Given request:
Copy out the rows below with every "Mark it with a dot" replaced by "Put a dot on it" and nothing else changed, and leave the pictures out.

Position identification records:
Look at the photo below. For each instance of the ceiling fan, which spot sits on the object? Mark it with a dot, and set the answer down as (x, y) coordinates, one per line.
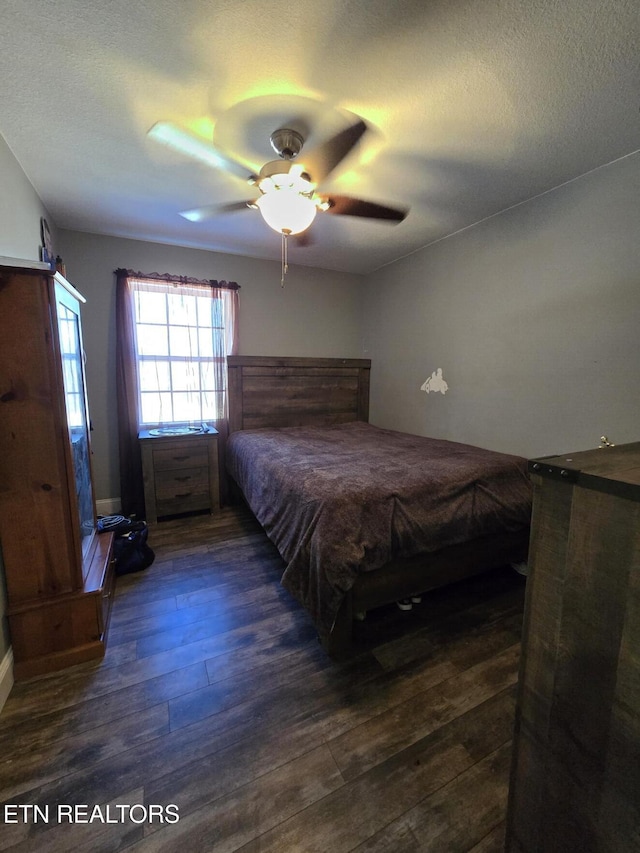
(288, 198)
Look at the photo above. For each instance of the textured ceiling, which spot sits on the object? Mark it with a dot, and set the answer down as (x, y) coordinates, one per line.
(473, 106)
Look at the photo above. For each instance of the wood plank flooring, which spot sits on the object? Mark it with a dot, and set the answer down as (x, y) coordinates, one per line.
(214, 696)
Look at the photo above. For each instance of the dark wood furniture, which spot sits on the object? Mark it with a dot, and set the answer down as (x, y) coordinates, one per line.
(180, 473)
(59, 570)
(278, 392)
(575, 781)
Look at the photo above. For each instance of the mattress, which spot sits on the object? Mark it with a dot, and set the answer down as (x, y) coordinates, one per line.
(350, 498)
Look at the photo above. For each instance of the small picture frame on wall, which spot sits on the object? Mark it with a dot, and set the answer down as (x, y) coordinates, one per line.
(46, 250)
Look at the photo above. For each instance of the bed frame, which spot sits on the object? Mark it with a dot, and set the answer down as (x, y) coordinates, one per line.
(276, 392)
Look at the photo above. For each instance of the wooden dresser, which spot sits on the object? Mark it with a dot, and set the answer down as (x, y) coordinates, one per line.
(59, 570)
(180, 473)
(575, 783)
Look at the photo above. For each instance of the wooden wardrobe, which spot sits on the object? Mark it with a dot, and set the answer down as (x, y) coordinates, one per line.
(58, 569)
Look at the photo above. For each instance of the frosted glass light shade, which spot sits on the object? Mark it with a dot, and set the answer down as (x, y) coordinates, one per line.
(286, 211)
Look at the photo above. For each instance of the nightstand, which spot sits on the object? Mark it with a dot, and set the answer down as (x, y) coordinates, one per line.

Result for this task:
Look at the photo below. For each instance of the ceiling fan, which spot sits on the object? Put a dot on it, and set the answer down as (x, y) coordinates, one per line.
(288, 198)
Look at the photo above. For each instance of the textured ceiling, which spot sits on the object? Put a dot on it, and set the answer down as (x, y) coordinates, one per line.
(473, 106)
Look at the photo above. For each instance of the wood plank flooring, which spot sits on the object? Put a dot on it, and set the answer down as (x, y) coordinates, one per line.
(214, 696)
Look at the photo above. For each instance of the dark wood furniture, which spot sits on the object? Put a dot on it, and set the answer down as (x, y) coordinates, one per line.
(180, 473)
(59, 570)
(278, 392)
(575, 781)
Look at the photo above. For each instance of the mattress, which spot sits on the object? Put a dot on it, and set the answer down as (x, y) coordinates, one per line.
(350, 498)
Look at the photo above. For each instance of the small picture frame on wall, which spot sits on the object? Put a dot on it, and set the answer down as (x, y) coordinates, one per line.
(46, 250)
Look at the photo above. For each instance of the bed frame, which spot sits on the object? Put a dot on it, and set the answer down as (x, y) coordinates, one per line.
(276, 392)
Look at the photo above. For each instance of the wooden dresser, which spot sits on the object? Put a dot on it, and set the answer down as (x, y) coordinates, one per line.
(59, 570)
(180, 473)
(575, 783)
Look at the photo above. For each instance of the wooden wardrobe, which spot sits on the object? Put a dot on it, and set the answer down as (x, y) coordinates, one per line.
(58, 569)
Look at the photo above. For each instance of the frosted glass light shade, which spot sits on the object? Put a dot on it, and set the answer down as (x, y) coordinates, one per line.
(286, 211)
Look at the photo above. For each instance of the nightstand, which spot sits on the object? Put a dot on it, and set the answer down as (x, y) coordinates, one per line.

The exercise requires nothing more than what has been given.